_Job a_: Could you transcribe the passage on Katyn, starting with "Then came Mikhail" and going on through "dodged the issue."?

_Reading passage_:
════════════════

Katyn was a forbidden topic in postwar Poland. Censors suppressed all references to it. Even mentioning the atrocity meant risking reprisal. While Katyn was erased from Poland’s official history, it could not be erased from historical memory. In 1981, Solidarity erected a memorial with the simple inscription “Katyn, 1940.” Even that was too much. The police confiscated it. Later, the Polish Government, on cue from Moscow, created another memorial. It read: “To the Polish soldiers–victims of Hitlerite fascism–reposing in the soil of Katyn.”
Then came Mikhail Gorbachev and glasnost. In 1987, the Soviet president signed an agreement with the head of Poland’s military government, Gen. Wojciech Jaruzelski, for a joint historical commission to investigate “blank spots,” that is, censored subjects, in the two countries’ troubled history. Polish historians tried unsuccessfully to include Katyn on the agenda. The commission did provide a forum, however, for Polish historians to press their Soviet counterparts for access to official records, even if to confirm the Burdenko Commission’s conclusions. (There were, after all, “court historians” on both sides.) Gorbachev had a chance to address Katyn during a July 1988 state visit to Warsaw, but dodged the issue.

════════════════

_Data shown_:
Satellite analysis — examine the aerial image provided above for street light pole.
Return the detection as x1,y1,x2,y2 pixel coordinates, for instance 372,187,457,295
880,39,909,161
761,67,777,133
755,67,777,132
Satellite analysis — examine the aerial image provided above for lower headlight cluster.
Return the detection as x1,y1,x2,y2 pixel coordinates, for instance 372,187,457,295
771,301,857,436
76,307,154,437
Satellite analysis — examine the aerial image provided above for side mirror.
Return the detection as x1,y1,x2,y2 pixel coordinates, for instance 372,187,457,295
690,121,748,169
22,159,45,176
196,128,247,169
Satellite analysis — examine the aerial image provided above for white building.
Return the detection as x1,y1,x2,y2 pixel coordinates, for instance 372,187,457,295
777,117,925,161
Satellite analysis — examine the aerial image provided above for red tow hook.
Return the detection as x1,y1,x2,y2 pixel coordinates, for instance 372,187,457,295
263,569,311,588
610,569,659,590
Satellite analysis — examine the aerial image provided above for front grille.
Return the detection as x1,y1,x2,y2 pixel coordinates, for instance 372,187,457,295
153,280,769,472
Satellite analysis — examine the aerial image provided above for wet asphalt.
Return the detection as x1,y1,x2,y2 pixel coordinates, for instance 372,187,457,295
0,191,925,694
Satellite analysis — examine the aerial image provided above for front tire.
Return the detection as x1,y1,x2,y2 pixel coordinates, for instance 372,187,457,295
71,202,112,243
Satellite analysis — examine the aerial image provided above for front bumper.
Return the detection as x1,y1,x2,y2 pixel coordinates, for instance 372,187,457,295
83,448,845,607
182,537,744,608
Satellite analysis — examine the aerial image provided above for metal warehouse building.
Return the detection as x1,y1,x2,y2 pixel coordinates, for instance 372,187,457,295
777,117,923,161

════════════════

_Job b_: In the rows, starting with the line with "for front tire." and going on through the line with "182,537,744,608", substitute "rear bumper" for "front bumper". Give back only those lines, leaving everything else unchanged.

_Correct result a_:
Then came Mikhail Gorbachev and glasnost. In 1987, the Soviet president signed an agreement with the head of Poland’s military government, Gen. Wojciech Jaruzelski, for a joint historical commission to investigate “blank spots,” that is, censored subjects, in the two countries’ troubled history. Polish historians tried unsuccessfully to include Katyn on the agenda. The commission did provide a forum, however, for Polish historians to press their Soviet counterparts for access to official records, even if to confirm the Burdenko Commission’s conclusions. (There were, after all, “court historians” on both sides.) Gorbachev had a chance to address Katyn during a July 1988 state visit to Warsaw, but dodged the issue.

_Correct result b_:
Satellite analysis — examine the aerial image provided above for front tire.
Return the detection as x1,y1,x2,y2 pixel coordinates, for instance 372,187,457,295
71,202,112,243
Satellite analysis — examine the aerial image provided above for rear bumper.
Return the detection as x1,y1,x2,y2 pixel coordinates, for instance 372,187,457,295
83,448,845,607
182,537,744,608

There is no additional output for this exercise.